◆ Exercise description ◆
Keeping every word and mark, copy all of the data.

Natural language region descriptions:
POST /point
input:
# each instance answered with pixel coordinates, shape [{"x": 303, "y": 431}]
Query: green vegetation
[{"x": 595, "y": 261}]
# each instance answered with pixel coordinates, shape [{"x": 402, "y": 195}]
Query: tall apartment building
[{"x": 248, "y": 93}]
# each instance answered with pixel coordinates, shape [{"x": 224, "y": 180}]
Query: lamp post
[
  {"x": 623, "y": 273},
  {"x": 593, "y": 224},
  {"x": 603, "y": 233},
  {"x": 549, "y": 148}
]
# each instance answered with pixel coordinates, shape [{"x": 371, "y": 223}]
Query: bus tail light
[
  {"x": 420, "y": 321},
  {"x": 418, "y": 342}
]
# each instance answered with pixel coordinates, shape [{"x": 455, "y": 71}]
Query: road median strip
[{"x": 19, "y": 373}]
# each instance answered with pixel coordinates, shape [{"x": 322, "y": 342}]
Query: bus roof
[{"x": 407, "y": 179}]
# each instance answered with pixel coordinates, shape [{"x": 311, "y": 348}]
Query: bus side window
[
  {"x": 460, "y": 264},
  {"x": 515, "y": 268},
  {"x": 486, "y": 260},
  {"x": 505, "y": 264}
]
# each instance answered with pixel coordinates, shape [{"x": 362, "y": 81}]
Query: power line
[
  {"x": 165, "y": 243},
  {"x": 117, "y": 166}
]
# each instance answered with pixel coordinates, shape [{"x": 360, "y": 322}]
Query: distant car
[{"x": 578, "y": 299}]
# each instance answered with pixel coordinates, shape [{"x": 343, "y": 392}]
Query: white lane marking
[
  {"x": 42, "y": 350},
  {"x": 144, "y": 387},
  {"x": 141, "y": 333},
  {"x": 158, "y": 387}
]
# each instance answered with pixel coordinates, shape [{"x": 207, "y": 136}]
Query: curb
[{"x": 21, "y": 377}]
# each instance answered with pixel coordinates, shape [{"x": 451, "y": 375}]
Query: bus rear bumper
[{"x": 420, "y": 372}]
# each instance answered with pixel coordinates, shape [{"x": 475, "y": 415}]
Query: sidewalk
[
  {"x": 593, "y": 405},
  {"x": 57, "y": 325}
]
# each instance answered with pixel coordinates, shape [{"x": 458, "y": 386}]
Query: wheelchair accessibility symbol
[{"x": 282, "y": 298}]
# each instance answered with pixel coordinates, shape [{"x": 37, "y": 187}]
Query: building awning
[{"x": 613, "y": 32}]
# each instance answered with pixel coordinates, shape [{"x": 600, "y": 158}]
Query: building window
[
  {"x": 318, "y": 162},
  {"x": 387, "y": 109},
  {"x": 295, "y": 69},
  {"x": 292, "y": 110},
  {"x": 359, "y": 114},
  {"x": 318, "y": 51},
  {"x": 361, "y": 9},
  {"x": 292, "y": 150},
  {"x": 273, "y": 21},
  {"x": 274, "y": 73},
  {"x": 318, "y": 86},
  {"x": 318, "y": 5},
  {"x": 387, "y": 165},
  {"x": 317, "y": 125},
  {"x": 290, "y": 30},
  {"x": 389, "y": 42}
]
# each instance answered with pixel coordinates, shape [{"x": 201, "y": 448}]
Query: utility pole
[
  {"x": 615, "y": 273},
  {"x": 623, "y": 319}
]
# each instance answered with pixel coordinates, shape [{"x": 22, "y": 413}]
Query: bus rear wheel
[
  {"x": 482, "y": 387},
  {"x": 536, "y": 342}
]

◆ Response to the task ◆
POST /point
input:
# each instance answered with pixel coordinates, shape [{"x": 303, "y": 431}]
Query: green vegetation
[{"x": 595, "y": 261}]
# each instance answered with pixel coordinates, shape [{"x": 402, "y": 195}]
Query: tall apartment building
[{"x": 248, "y": 93}]
# each instance answered with pixel coordinates, shape [{"x": 224, "y": 180}]
Query: lamp post
[
  {"x": 623, "y": 273},
  {"x": 593, "y": 224},
  {"x": 603, "y": 233},
  {"x": 549, "y": 148}
]
# each instance answered with pixel coordinates, shape [{"x": 371, "y": 223}]
Query: bus tail light
[
  {"x": 420, "y": 321},
  {"x": 418, "y": 342}
]
# each instance answered with pixel coordinates, shape [{"x": 455, "y": 71}]
Query: road median strip
[{"x": 19, "y": 373}]
# each instance answered with pixel coordinates, shape [{"x": 322, "y": 342}]
Query: bus roof
[{"x": 407, "y": 179}]
# each instance answered with pixel coordinates, shape [{"x": 311, "y": 348}]
Query: bus side window
[
  {"x": 460, "y": 264},
  {"x": 515, "y": 268},
  {"x": 486, "y": 260},
  {"x": 505, "y": 264}
]
# each instance answered with pixel coordinates, shape [{"x": 362, "y": 81}]
Query: power line
[
  {"x": 165, "y": 243},
  {"x": 117, "y": 166}
]
# each instance answered with pixel coordinates, shape [{"x": 360, "y": 322}]
Query: distant car
[{"x": 578, "y": 299}]
# each instance answered with pixel coordinates, shape [{"x": 343, "y": 392}]
Query: white lane marking
[
  {"x": 42, "y": 350},
  {"x": 144, "y": 387},
  {"x": 141, "y": 333},
  {"x": 158, "y": 387}
]
# each instance answered with pixel coordinates, shape [{"x": 207, "y": 136}]
Query: curb
[{"x": 21, "y": 377}]
# each instance answered with pixel coordinates, shape [{"x": 451, "y": 375}]
Query: bus rear bumper
[{"x": 420, "y": 372}]
# each instance answered with pixel coordinates, shape [{"x": 475, "y": 415}]
Query: sidewalk
[
  {"x": 593, "y": 405},
  {"x": 57, "y": 325}
]
# each instance answered with pixel coordinates, shape [{"x": 458, "y": 386}]
Query: wheelchair accessibility symbol
[{"x": 282, "y": 298}]
# each instance answered with pixel coordinates, shape [{"x": 37, "y": 187}]
Query: building awning
[{"x": 613, "y": 32}]
# each instance answered with pixel coordinates, shape [{"x": 600, "y": 158}]
Query: building window
[
  {"x": 318, "y": 162},
  {"x": 387, "y": 109},
  {"x": 295, "y": 69},
  {"x": 292, "y": 110},
  {"x": 359, "y": 114},
  {"x": 318, "y": 51},
  {"x": 361, "y": 9},
  {"x": 292, "y": 150},
  {"x": 273, "y": 21},
  {"x": 274, "y": 73},
  {"x": 318, "y": 86},
  {"x": 318, "y": 5},
  {"x": 387, "y": 165},
  {"x": 317, "y": 125},
  {"x": 290, "y": 30},
  {"x": 389, "y": 42}
]
# each instance answered with pixel coordinates, shape [{"x": 201, "y": 448}]
Query: utility pole
[
  {"x": 615, "y": 273},
  {"x": 623, "y": 319}
]
# each instance answered with pixel coordinates, shape [{"x": 22, "y": 413}]
Query: bus rear wheel
[
  {"x": 482, "y": 387},
  {"x": 536, "y": 342}
]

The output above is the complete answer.